(Saved entries)

━━━━━━━━━━━━━━━━━━━━━━━━━━━━━━

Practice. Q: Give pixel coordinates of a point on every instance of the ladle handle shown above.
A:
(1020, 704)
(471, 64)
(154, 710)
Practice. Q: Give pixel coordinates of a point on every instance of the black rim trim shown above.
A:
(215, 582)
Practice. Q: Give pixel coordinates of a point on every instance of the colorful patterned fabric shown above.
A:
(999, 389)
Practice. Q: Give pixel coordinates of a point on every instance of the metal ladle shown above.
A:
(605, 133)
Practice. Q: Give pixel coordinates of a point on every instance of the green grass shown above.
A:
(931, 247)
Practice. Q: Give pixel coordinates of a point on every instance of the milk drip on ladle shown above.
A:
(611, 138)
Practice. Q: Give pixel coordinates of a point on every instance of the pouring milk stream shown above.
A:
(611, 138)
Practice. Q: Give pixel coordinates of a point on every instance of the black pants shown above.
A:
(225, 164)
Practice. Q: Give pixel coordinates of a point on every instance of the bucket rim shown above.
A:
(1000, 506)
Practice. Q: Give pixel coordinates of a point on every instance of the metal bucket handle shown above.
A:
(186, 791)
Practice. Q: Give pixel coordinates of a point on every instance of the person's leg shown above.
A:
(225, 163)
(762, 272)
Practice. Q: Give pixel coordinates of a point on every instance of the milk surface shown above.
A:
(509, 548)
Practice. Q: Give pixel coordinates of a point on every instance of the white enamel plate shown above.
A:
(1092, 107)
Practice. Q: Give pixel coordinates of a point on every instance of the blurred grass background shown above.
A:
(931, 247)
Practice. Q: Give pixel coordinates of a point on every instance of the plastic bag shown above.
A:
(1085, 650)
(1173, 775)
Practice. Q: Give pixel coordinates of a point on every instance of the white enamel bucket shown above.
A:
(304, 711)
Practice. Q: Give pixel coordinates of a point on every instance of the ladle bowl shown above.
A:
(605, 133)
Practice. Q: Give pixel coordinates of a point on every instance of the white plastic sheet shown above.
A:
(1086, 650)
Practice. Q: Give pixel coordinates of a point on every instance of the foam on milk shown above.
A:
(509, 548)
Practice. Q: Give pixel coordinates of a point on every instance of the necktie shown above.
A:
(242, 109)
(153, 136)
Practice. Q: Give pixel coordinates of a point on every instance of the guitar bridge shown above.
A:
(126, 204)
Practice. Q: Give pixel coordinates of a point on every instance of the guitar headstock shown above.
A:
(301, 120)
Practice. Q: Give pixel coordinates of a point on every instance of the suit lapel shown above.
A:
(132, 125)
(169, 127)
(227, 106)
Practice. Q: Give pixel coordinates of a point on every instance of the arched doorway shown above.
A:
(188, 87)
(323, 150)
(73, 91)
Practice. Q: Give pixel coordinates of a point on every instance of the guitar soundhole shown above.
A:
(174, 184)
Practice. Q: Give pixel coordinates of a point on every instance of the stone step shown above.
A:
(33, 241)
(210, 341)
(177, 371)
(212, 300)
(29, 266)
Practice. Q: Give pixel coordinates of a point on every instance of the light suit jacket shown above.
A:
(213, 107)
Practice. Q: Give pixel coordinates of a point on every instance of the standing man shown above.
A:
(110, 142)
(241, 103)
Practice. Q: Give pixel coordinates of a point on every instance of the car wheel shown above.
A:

━━━━━━━━━━━━━━━━━━━━━━━━━━━━━━

■ Exercise objective:
Looking over the records, find each line with the word "guitar" and copy it.

■ Task response:
Practice. Q: Give pixel coordinates of a point on every instance of the guitar bridge shown above.
Practice. Q: Give pixel coordinates of a point on every instance of the guitar headstock shown above.
Practice. Q: Give pixel coordinates of a point on every instance of the guitar soundhole shown above.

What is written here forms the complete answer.